* _Activity_
Instruction for the entries that follow: retype exactly the lines from the line with "Query: accordion bellows" to the line with "Query: metal gate", both included, and omit all others.
-------- Materials provided --------
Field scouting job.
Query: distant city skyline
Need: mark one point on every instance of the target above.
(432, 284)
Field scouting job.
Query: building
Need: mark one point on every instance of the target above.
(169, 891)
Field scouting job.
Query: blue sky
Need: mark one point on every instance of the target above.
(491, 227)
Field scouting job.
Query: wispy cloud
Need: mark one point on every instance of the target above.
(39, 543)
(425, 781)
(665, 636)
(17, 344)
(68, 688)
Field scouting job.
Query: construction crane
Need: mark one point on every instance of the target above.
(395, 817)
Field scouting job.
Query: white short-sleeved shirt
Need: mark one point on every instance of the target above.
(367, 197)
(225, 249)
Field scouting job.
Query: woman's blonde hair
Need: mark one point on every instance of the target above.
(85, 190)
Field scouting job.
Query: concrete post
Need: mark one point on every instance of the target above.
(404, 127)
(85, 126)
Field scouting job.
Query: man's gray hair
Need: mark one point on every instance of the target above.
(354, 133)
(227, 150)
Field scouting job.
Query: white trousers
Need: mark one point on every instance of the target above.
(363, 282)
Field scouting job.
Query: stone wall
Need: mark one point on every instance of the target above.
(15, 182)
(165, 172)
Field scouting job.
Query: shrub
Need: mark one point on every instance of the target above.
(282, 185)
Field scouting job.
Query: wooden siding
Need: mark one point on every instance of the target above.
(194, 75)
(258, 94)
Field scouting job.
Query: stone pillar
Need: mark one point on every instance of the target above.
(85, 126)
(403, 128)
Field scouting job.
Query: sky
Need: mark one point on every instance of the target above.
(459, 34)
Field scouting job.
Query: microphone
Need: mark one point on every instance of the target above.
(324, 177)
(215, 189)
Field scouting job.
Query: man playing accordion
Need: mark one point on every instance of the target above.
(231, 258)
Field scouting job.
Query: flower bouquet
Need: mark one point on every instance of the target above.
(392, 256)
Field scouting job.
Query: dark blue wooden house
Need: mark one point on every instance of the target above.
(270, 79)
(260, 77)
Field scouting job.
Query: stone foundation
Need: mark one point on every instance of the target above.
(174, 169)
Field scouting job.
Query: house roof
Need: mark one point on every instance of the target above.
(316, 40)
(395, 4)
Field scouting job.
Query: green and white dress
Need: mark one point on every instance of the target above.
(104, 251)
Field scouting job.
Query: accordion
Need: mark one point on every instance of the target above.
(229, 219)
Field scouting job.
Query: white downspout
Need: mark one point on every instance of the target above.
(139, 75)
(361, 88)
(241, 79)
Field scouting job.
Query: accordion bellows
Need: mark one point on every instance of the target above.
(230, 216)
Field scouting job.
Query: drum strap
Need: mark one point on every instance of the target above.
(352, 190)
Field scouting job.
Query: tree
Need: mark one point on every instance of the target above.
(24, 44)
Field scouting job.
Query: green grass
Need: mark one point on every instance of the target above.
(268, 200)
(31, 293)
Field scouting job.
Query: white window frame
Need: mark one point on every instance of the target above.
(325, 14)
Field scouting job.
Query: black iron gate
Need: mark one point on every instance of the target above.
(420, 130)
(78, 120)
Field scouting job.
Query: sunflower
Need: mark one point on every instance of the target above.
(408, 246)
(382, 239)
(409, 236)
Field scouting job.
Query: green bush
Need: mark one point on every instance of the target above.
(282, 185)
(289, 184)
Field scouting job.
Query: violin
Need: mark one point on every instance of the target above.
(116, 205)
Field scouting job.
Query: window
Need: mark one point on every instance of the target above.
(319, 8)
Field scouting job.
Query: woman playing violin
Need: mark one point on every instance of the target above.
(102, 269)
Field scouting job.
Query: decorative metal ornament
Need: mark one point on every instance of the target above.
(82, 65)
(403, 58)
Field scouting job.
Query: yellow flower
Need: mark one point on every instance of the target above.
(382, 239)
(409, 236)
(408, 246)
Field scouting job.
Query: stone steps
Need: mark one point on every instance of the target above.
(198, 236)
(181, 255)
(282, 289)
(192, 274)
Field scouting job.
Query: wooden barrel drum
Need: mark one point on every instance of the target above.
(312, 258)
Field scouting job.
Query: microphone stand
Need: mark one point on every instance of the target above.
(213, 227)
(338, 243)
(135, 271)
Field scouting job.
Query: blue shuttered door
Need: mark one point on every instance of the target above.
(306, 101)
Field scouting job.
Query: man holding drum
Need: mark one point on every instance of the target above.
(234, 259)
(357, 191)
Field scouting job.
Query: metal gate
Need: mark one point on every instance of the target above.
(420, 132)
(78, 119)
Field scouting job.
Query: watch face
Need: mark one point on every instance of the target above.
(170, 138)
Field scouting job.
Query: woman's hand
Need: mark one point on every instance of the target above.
--------
* _Result below_
Query: accordion bellows
Need: mark one point on every instance of the target above.
(230, 216)
Field scouting job.
Query: drum strap
Need: mark one point on every instance of the target above.
(352, 190)
Field scouting job.
Query: tree
Need: mark one point on every instance of the target above.
(24, 44)
Field scouting job.
Query: green grass
Need: mark one point on every instance of the target above.
(268, 200)
(31, 293)
Field scouting job.
Query: white window frame
Need: mark one point on every instance of the target above.
(325, 14)
Field scouting job.
Query: black iron gate
Need: mark one point on every instance of the target above.
(420, 130)
(78, 120)
Field scouting job.
Query: sunflower
Need: mark one point on every instance of the target above.
(408, 246)
(382, 239)
(409, 236)
Field scouting job.
Query: green bush
Need: mark one point on every instance of the target above.
(282, 185)
(289, 184)
Field scouting job.
Query: violin
Need: mark one point on every instance of the target above.
(116, 205)
Field scouting job.
Query: window
Need: mark one point on every instance of the target above.
(319, 8)
Field scouting job.
Query: woman playing violin
Need: mark one point on every instance of the target above.
(102, 269)
Field scouting job.
Query: decorative metal ornament
Need: mark one point on every instance of the target above.
(82, 65)
(403, 58)
Field scouting job.
Query: yellow flower
Need: mark one point on every instance of the target above.
(382, 239)
(409, 236)
(408, 246)
Field scouting job.
Query: stone steps
Need: mark one point on every instance of the target above.
(198, 236)
(181, 255)
(282, 289)
(192, 274)
Field scouting job.
Query: wooden barrel drum
Need: mark one point on every instance of the target above.
(312, 258)
Field scouting job.
Query: microphone stand
Need: mark one point on every instance of the target above.
(213, 227)
(338, 243)
(135, 271)
Field scouting job.
Query: blue shuttered door
Need: mark one point on every instance of the target above.
(306, 101)
Field scouting job.
Query: man holding drum
Need: mark one point on every instance of the target above.
(234, 259)
(357, 191)
Field scouting job.
Query: metal gate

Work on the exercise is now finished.